____ PROVIDED INFORMATION

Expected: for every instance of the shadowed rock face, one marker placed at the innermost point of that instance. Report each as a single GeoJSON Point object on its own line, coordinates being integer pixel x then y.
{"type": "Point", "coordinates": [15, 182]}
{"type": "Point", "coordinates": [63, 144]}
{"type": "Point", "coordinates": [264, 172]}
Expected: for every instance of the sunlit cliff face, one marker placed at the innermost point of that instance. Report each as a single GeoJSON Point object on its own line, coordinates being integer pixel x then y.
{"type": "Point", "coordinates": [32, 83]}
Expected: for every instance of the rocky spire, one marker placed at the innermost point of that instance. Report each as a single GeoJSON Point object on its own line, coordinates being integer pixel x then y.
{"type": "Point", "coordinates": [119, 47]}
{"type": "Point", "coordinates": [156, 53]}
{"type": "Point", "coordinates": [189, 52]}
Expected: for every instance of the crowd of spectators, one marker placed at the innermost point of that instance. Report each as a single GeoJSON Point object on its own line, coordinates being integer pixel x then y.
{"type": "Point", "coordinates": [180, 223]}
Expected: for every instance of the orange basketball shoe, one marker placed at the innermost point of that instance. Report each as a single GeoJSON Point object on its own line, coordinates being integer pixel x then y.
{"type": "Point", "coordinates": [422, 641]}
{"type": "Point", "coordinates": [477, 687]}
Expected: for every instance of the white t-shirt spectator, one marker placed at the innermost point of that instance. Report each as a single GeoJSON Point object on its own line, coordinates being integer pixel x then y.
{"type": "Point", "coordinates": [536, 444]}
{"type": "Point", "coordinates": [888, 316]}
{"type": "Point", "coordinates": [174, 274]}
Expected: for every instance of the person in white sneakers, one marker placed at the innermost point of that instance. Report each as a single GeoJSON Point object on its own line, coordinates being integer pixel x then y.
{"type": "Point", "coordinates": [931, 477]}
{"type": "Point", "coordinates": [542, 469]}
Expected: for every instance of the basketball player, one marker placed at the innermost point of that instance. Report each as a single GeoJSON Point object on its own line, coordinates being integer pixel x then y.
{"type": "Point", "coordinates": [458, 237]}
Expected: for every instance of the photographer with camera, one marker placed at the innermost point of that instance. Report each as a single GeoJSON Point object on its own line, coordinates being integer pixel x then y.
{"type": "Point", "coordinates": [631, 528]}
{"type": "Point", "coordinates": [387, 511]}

________

» **REQUIREMENT**:
Transcribe the material above. Change nothing in it.

» **SOLUTION TO THE EXERCISE**:
Expected: for every instance of the shadowed rock face, one marker placed at the innermost point of that instance. Report each as a single GeoJSON Point object on its own line, coordinates being integer pixel x then y.
{"type": "Point", "coordinates": [15, 182]}
{"type": "Point", "coordinates": [63, 144]}
{"type": "Point", "coordinates": [264, 172]}
Expected: for every instance of the sunlit cliff face, one marker placed at the innermost point of that instance. Report each as a single GeoJSON Point object on its own line, coordinates being integer pixel x then y.
{"type": "Point", "coordinates": [32, 83]}
Expected: for every instance of the rocky spire, one marker placed at the innermost point of that instance. Report each as a single GeoJSON Point object on its own line, coordinates being integer pixel x then y.
{"type": "Point", "coordinates": [119, 47]}
{"type": "Point", "coordinates": [156, 53]}
{"type": "Point", "coordinates": [189, 52]}
Expected: for every instance of the crowd of spectators, one marker placed at the innermost point of that instance. Report each as a single GeoJSON Point object on its own line, coordinates being integer pixel x then y.
{"type": "Point", "coordinates": [180, 223]}
Expected: for every instance of the orange basketball shoe, one marker placed at the innermost point of that instance. Report each as a single GeoJSON Point object on its own line, coordinates being integer pixel x then y.
{"type": "Point", "coordinates": [422, 641]}
{"type": "Point", "coordinates": [477, 687]}
Expected: for every instance of the white t-shirt spectator, one marker placed at the innermost point of that instance. Report each as a single GeoJSON Point object on its own line, coordinates being integer pixel x then y.
{"type": "Point", "coordinates": [536, 444]}
{"type": "Point", "coordinates": [888, 316]}
{"type": "Point", "coordinates": [174, 274]}
Expected: for every instance of the person in white sneakers, one marker placed at the innermost point of that instance. Report each as a single GeoJSON Point object on its own line, coordinates being integer pixel x then y.
{"type": "Point", "coordinates": [931, 477]}
{"type": "Point", "coordinates": [542, 469]}
Expected: for every instance of the basketball player, one marker placed at the innermost point of that instance. Report each as a single GeoJSON Point object on its own line, coordinates being integer pixel x then y.
{"type": "Point", "coordinates": [458, 237]}
Expected: for every instance of the photographer with camera, one marker placed at the innermost point of that instance. Report each as a single GeoJSON Point object on its own line, coordinates being integer pixel x then y.
{"type": "Point", "coordinates": [631, 528]}
{"type": "Point", "coordinates": [387, 511]}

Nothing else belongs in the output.